Hay artistas sobre los que es difícil hablar sin separarlos de su propia mitología. En cuanto el análisis intenta volverse hacia la obra, se encuentra con cientos de distracciones, en tanto sabemos que las condiciones de su creación se hallan ligadas a hitos, a momentos cargados de significaciones y evocaciones.

Pocos movimientos en la historia literaria uruguaya generaron tal cantidad de esas figuras míticas como la generación del 45. Sus integrantes pasaron, durante su trayectoria intelectual, por dos momentos determinantes en la vida cultural uruguaya. Uno fundacional, el año 1945, con el fin de la Segunda Guerra Mundial y un enorme florecimiento de la actividad intelectual y artística en nuestro país, la creación de la Facultad de Humanidades, y una enorme actividad editorial en cuanto a la publicación de jóvenes escritores uruguayos, y de revistas literarias y culturales, de las cuales el semanario Marcha fue emblemático. Y otro de clausura, el final de la década del 60 y luego los 70, cuando, pasada una efervescencia política en la que también los intelectuales y artistas tomaron posturas, el régimen cívico-militar terminó de desarticular el fecundo circuito cultural que se había gestado en los 25 años anteriores, en el que aquellos jóvenes del 45 comenzaban a volverse intelectuales maduros e influyentes.

Listado ::
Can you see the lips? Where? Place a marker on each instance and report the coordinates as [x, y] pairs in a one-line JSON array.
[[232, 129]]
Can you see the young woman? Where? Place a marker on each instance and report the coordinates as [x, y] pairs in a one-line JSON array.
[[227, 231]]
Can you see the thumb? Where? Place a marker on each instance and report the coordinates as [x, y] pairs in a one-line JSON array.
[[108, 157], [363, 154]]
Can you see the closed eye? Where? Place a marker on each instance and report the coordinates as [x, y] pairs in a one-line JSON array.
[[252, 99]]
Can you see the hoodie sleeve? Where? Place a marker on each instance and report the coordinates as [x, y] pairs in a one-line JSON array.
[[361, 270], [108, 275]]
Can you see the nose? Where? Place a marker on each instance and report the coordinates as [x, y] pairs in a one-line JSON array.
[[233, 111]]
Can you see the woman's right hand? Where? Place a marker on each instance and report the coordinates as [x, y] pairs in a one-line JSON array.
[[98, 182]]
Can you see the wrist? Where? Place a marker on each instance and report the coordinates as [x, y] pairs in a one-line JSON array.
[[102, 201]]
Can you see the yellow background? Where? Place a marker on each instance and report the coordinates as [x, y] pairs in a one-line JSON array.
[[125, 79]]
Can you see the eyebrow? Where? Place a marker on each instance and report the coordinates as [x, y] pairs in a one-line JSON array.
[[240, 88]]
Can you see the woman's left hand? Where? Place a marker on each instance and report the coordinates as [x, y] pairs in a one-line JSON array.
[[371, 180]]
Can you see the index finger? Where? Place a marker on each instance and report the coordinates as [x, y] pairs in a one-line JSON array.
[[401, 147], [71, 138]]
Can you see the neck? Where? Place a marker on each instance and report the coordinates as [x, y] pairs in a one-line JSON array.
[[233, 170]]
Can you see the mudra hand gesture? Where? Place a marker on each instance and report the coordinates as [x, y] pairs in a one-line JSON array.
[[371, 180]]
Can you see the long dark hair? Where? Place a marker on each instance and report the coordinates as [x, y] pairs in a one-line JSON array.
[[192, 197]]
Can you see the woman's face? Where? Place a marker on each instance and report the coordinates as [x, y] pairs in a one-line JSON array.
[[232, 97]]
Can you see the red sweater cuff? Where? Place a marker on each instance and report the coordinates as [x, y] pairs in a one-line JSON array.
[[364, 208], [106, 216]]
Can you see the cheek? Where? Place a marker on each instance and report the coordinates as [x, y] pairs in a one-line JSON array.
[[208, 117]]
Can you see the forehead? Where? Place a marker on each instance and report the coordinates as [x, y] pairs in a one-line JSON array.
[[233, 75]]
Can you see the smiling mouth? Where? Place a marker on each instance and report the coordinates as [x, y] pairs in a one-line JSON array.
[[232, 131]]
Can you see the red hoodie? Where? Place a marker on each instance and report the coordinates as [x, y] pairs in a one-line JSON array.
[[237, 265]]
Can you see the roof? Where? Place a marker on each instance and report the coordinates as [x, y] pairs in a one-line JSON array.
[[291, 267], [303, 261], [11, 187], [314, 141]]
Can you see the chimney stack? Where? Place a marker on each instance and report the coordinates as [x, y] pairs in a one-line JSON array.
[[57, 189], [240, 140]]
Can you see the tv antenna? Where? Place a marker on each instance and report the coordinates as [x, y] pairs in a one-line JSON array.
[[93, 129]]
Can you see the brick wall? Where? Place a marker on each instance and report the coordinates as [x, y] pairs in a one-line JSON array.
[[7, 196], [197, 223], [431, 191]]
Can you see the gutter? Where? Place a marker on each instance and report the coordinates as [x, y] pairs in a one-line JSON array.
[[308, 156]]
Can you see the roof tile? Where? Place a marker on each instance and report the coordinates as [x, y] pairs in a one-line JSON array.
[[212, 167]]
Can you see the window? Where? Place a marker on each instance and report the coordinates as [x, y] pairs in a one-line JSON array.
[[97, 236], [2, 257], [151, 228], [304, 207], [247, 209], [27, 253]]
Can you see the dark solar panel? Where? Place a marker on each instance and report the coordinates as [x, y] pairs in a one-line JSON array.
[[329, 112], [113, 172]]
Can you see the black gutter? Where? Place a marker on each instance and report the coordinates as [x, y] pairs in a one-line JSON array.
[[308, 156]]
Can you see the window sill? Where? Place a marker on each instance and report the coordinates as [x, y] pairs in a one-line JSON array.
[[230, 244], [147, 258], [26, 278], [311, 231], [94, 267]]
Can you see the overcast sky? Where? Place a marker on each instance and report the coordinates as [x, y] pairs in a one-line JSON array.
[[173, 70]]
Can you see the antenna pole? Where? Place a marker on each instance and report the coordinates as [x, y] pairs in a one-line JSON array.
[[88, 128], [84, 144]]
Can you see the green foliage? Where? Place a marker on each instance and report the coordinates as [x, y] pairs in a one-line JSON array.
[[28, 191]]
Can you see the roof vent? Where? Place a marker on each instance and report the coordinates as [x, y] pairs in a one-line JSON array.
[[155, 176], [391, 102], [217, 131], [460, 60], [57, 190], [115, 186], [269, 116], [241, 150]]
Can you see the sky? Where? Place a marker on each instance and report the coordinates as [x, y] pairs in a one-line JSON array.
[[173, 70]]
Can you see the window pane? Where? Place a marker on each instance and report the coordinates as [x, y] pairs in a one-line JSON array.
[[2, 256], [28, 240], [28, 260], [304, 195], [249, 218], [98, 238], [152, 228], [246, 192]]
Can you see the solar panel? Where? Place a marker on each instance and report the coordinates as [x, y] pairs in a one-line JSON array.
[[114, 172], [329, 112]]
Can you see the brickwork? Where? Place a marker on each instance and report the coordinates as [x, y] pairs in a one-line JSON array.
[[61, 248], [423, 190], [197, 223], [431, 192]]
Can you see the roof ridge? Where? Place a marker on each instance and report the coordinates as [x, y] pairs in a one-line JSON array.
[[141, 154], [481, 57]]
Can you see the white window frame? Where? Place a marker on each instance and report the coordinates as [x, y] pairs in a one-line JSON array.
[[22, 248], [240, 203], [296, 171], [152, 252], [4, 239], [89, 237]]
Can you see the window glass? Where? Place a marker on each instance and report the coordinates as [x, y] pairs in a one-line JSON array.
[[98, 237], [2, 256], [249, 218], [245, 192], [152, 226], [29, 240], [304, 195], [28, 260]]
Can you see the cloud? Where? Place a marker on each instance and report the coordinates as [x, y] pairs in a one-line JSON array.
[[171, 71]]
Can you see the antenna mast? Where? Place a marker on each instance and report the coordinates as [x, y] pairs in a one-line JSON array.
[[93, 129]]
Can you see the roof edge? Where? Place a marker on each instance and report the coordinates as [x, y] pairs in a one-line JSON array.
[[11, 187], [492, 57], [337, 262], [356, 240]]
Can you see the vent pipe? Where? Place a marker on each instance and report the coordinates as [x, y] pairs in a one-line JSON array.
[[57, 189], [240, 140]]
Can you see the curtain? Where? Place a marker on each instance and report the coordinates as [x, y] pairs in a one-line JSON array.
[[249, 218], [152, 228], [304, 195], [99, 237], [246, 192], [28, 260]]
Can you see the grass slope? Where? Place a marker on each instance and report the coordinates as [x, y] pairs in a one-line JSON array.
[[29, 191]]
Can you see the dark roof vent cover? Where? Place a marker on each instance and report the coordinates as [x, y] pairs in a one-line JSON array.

Objetivo de la tarea ::
Contesta estas preguntas sobre el texto de la generación del 45:
1. ¿Qué año marca el momento fundacional?
2. ¿Qué semanario se presenta como emblemático entre las revistas de la época?
3. ¿Qué régimen terminó de desarticular el circuito cultural?
Responde solo con lo que dice el texto sobre la generación del 45.

Tarea resuelta ::
1. 1945.
2. Marcha.
3. El régimen cívico-militar.